### Article
──────────────────────────────
Who will pay the bill for resolving 'significant' threats to drinking water?
Monday, November 1, 2010
Compensation is just one of the questions that are bothering local Source Protection Committees and their farm members as they try to get a handle on what the Clean Water Act means for them
by DON STONEMAN
John Fitzgibbon has been going through the stack of reports from Source Water protection committees on his desk. But the co-chair of the Ontario Farm Environmental Coalition still doesn't have a handle on what the Clean Water Act is going to cost Ontario's farming community.
Threats to drinking water are categorized across the province as "significant," "moderate" or "low." "The number of significant threats from all sources is on the order of thousands," says Fitzgibbon, with the majority being non-farm. "We know there will restrictions on these threats," says Fitzgibbon.
But there is no way to determine if the "threats" are agricultural or otherwise and how much farmland is going to be brought under regulation. His educated guess is that there are between 700 and 1,500 "significant" threats to drinking water on farms across the province.
"Manure pretty well spells out a farm," Fitzgibbon says. "Fuel, pesticides and other things could be a golf course, could be a farm; could be an input supplier." The list of actual locations and business is confidential, which Fitzgibbon says is fair. "Nobody wants to be advertised as a potential threat."
The biggest number of "significant" threats to drinking water is located in intake protection zones, areas where surface water is drawn for drinking purposes. Fitzgibbon says there are 763 significant threats in three intake protection zones in Essex Region alone. Wellhead protection zones (around wells that draw groundwater) are smaller than intake protection zones.
──────────────────────────────
For each statement about the article on threats to drinking water, answer yes or no on whether the article supports it, and quote the words that decide it: (a) Fitzgibbon says most of the significant threats from all sources are on farms; (b) the list of actual locations and businesses is confidential; (c) wellhead protection zones are larger than intake protection zones. The lines that come after this article are separate material and have no connection to it.
──────────────────────────────
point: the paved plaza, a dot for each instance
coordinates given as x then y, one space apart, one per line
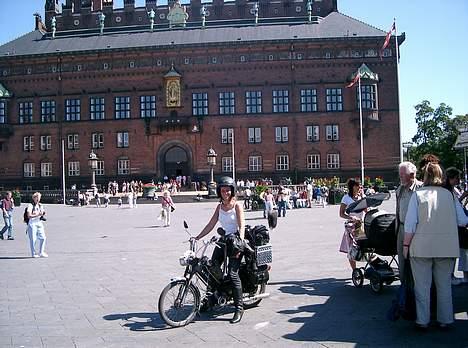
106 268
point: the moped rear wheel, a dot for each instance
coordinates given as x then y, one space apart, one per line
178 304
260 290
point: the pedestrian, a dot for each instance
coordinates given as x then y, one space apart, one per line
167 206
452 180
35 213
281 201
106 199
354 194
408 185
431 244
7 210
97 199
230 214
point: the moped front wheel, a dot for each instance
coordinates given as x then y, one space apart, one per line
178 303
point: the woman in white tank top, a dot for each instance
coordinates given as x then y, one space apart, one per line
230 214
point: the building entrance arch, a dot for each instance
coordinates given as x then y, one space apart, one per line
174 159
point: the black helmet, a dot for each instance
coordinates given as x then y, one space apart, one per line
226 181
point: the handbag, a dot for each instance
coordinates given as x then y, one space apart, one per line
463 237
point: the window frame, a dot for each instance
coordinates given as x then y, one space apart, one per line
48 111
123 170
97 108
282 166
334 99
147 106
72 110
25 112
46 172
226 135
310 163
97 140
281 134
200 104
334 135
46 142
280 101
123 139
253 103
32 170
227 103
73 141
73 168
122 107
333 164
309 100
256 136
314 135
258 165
──────────────────────────────
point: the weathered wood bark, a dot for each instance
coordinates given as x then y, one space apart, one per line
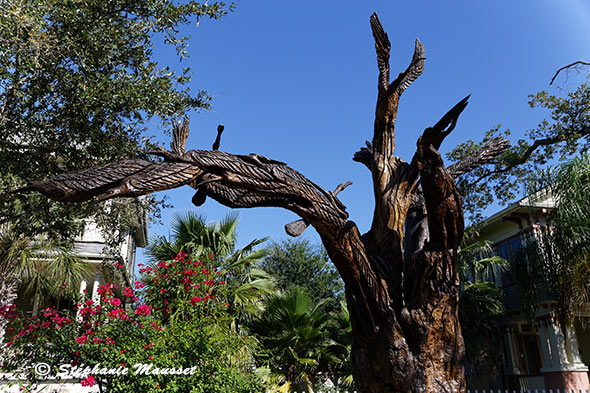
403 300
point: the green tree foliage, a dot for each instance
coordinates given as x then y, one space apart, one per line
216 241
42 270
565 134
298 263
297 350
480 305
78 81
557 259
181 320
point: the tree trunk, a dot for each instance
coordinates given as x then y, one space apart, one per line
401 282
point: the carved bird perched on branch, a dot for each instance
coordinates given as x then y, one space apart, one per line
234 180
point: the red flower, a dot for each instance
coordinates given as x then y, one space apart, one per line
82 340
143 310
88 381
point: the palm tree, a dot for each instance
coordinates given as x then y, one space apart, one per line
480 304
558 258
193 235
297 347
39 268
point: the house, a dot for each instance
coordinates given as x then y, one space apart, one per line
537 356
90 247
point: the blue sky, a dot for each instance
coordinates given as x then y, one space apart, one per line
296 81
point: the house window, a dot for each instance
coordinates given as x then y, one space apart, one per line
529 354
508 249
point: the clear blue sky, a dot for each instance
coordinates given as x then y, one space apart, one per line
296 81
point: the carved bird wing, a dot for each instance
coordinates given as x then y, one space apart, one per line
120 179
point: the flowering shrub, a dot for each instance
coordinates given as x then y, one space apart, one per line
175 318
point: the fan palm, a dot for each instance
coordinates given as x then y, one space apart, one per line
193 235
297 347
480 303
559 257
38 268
──────────────────────────────
### Exercise result
(a) No: "with the majority being non-farm."
(b) Yes: "The list of actual locations and business is confidential"
(c) No: "Wellhead protection zones (around wells that draw groundwater) are smaller than intake protection zones."